## REQUIREMENT
Extract every entry word for word. Skip the pictures.

## MATERIAL
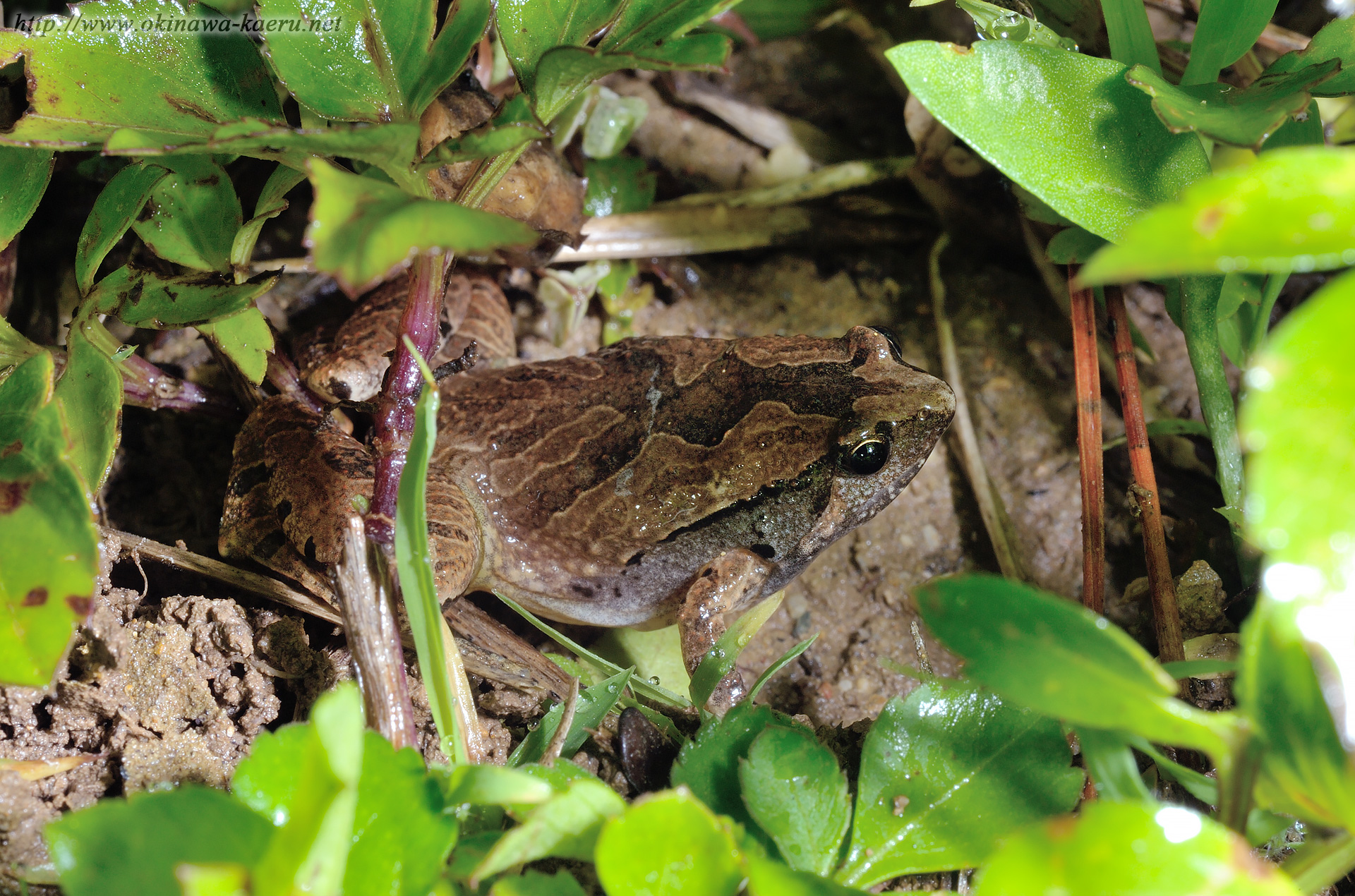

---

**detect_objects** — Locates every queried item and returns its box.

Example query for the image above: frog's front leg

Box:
[678,547,771,715]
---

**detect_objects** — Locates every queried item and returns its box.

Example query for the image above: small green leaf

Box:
[595,790,744,896]
[1125,60,1339,149]
[0,0,284,149]
[76,163,169,294]
[838,684,1083,888]
[1265,19,1355,97]
[738,725,851,876]
[44,784,272,896]
[584,156,658,218]
[886,41,1209,240]
[131,156,241,271]
[470,777,626,881]
[88,266,275,329]
[916,575,1237,756]
[198,308,272,385]
[0,351,99,687]
[1078,147,1355,284]
[306,159,536,296]
[0,147,56,250]
[974,800,1298,896]
[508,670,633,766]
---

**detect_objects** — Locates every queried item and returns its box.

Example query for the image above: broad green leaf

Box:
[76,163,169,294]
[0,0,283,149]
[56,317,122,492]
[508,670,633,766]
[131,156,241,271]
[87,266,275,329]
[838,684,1083,888]
[738,725,851,876]
[1125,60,1339,149]
[470,778,626,880]
[306,159,536,296]
[1078,147,1355,284]
[974,800,1298,896]
[1100,0,1162,75]
[43,784,272,896]
[886,41,1209,240]
[0,351,99,687]
[198,308,274,385]
[1181,0,1278,84]
[1265,19,1355,96]
[343,731,457,896]
[672,702,798,849]
[0,147,54,250]
[594,789,744,896]
[1236,274,1355,827]
[230,683,364,896]
[916,575,1237,758]
[584,156,658,218]
[230,165,306,272]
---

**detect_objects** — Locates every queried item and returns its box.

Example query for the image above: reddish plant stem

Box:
[1106,286,1186,663]
[366,255,450,545]
[1068,265,1106,612]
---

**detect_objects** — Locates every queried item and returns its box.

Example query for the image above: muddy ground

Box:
[0,17,1240,892]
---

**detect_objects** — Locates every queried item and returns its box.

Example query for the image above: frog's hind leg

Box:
[678,547,771,715]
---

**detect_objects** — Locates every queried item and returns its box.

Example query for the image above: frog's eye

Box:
[843,435,889,476]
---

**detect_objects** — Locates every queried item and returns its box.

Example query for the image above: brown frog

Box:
[221,276,954,702]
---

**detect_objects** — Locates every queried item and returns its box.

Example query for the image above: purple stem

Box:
[366,255,449,545]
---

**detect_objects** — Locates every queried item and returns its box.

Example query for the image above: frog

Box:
[221,274,956,713]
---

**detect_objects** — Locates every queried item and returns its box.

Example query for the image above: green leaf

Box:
[56,317,122,492]
[470,777,626,881]
[1100,0,1162,75]
[76,163,169,296]
[838,684,1083,888]
[87,266,277,329]
[131,156,243,271]
[259,0,489,122]
[584,156,658,218]
[0,351,99,687]
[508,668,633,766]
[916,575,1237,758]
[1265,19,1355,96]
[672,701,798,846]
[0,147,54,250]
[687,591,783,708]
[1181,0,1278,84]
[738,725,851,876]
[595,790,744,896]
[0,0,283,149]
[886,41,1209,241]
[343,731,457,896]
[974,802,1298,896]
[230,683,364,896]
[1078,147,1355,284]
[198,308,274,385]
[396,349,467,763]
[306,159,536,296]
[1125,60,1340,149]
[43,784,272,896]
[1236,274,1355,827]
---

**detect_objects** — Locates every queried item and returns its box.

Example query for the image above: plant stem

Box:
[1181,277,1256,584]
[1280,831,1355,893]
[366,253,450,545]
[928,233,1030,581]
[1106,286,1186,663]
[1068,265,1106,612]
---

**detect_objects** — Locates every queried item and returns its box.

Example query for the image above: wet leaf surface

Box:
[888,41,1209,240]
[838,683,1083,887]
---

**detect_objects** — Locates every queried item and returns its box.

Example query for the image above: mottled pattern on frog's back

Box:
[435,328,948,618]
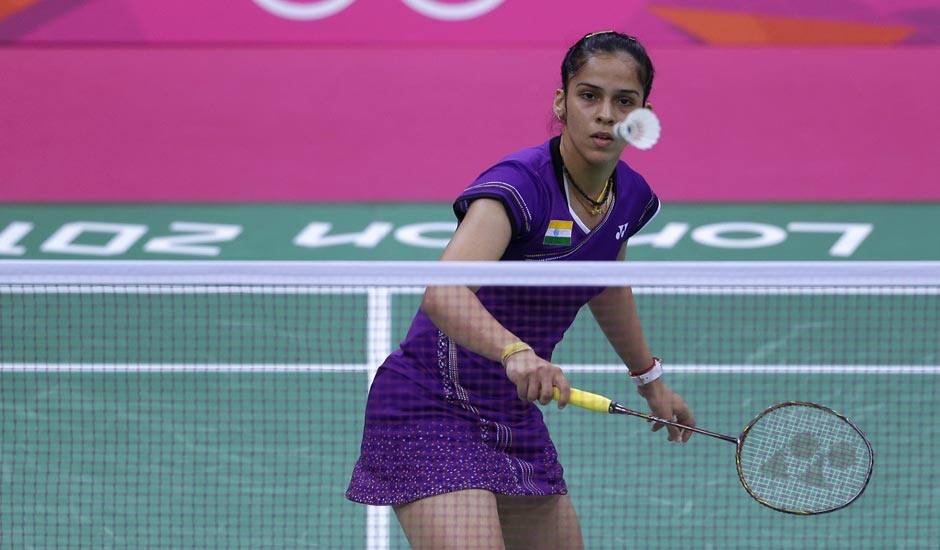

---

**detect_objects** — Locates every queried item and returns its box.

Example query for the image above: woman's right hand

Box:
[506,350,571,409]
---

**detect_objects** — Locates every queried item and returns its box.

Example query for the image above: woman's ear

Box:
[552,88,565,122]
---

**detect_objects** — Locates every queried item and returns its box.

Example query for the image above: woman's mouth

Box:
[591,132,614,148]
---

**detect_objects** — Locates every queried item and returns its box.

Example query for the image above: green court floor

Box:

## SOLUTION TO THIS EXERCISE
---

**detect_objects** — Locates every queried item and returns its box.

Example query for the image above: frog's front leg

Box:
[678,547,771,715]
---

**detect_objects** — Locates every queried item and returns its box.

Example query for the image above: small green leaf

Box:
[595,790,744,896]
[1125,60,1339,149]
[0,0,284,149]
[76,163,169,294]
[838,684,1083,888]
[1265,19,1355,97]
[738,725,851,876]
[44,784,272,896]
[584,156,658,218]
[886,41,1209,240]
[131,156,241,271]
[470,777,626,881]
[88,266,275,329]
[916,575,1237,756]
[198,308,272,385]
[0,351,99,687]
[1078,147,1355,284]
[306,159,536,296]
[0,147,56,250]
[974,800,1298,896]
[508,670,633,766]
---

**detect_objects** — Locates every queried item and returns its box.

Example query for the image above: broad green leaf

Box:
[76,163,169,294]
[0,0,283,149]
[56,317,122,492]
[508,670,633,766]
[131,156,241,271]
[87,266,275,329]
[838,684,1083,888]
[738,725,851,876]
[1125,60,1339,149]
[470,778,626,880]
[306,159,536,296]
[1078,147,1355,284]
[974,800,1298,896]
[1100,0,1162,75]
[43,784,272,896]
[886,41,1209,240]
[0,351,99,687]
[198,308,274,385]
[1181,0,1278,84]
[1265,19,1355,96]
[343,731,457,896]
[672,702,798,849]
[0,147,54,250]
[594,789,744,896]
[1236,274,1355,827]
[230,683,364,896]
[916,575,1237,758]
[584,156,658,218]
[230,165,306,272]
---

**detect_objects** — Locates every queried item and returns its box.

Example query for the image above: reddish plant stem

Box:
[1106,286,1186,663]
[366,255,450,545]
[1068,265,1106,612]
---

**detect_objects** — Locates every queried item and returns its box.

Example query for the image above: muddy ground

Box:
[0,17,1240,892]
---

**detect_objects** — Locates every queried item and returns its box.

Example query for the image above: frog's hind leg

Box:
[678,547,771,715]
---

**detect_objects** — Locates every queried item and returns its box.

Example query for the image above: frog's eye

Box:
[843,435,889,476]
---

**detect_objects** — Locates every queried item and returns its box.

Example query for the image above: brown frog

Box:
[221,276,954,702]
---

**detect_objects** — Locates every queried item and returns its box.

Example query for the image above: purple stem

Box:
[366,255,449,545]
---

**detect_objects** — Locates every queried item and returns its box.

Example query for the image above: frog

Box:
[221,274,956,713]
---

**detect_objects** — Locates every queried item and returns its box.

Example query for the image above: green leaf

Box:
[56,317,122,492]
[470,777,626,881]
[1100,0,1162,75]
[76,163,169,296]
[838,684,1083,888]
[87,266,277,329]
[131,156,243,271]
[259,0,489,122]
[584,156,658,218]
[0,351,99,687]
[508,668,633,766]
[916,575,1237,758]
[1265,19,1355,96]
[672,701,798,846]
[0,147,54,250]
[687,591,783,708]
[1181,0,1278,84]
[738,725,851,876]
[595,790,744,896]
[0,0,283,149]
[886,41,1209,241]
[343,731,457,896]
[974,802,1298,896]
[230,683,364,896]
[1078,147,1355,284]
[198,308,274,385]
[396,349,467,763]
[306,159,536,296]
[1125,60,1340,149]
[43,784,272,896]
[1236,274,1355,827]
---

**detect_objects** — Locates every queried item and returns its box.

Example query for the image above: plant stem

Box:
[1181,277,1256,584]
[1280,831,1355,893]
[366,253,450,545]
[928,233,1030,581]
[1106,286,1186,663]
[1068,265,1106,612]
---

**detect_objects** — Locates every queried item and returns its box.

Example query for the image above: wet leaf surface

Box:
[888,41,1209,240]
[838,683,1083,887]
---

**detect_objects** — Locates every queried item and returns its box.

Example query for the image above: mottled pattern on frog's back

Box:
[435,328,948,618]

---

**detect_objects** — Locates every queried item and returns its box.

Example query for the image above: woman's right hand

Box:
[506,350,571,409]
---

**detect_objects** — Locates every queried item and returns its box.

Example query for the image above: woman's ear

Box:
[552,88,565,122]
---

**detect_objects** — Locates every queried item and returns its box.

Example query for the image above: woman's mouth

Box:
[591,132,614,148]
---

**detect_objects** — Locates every queried item and returns its box.

Example query for the image above: green court floor

Box:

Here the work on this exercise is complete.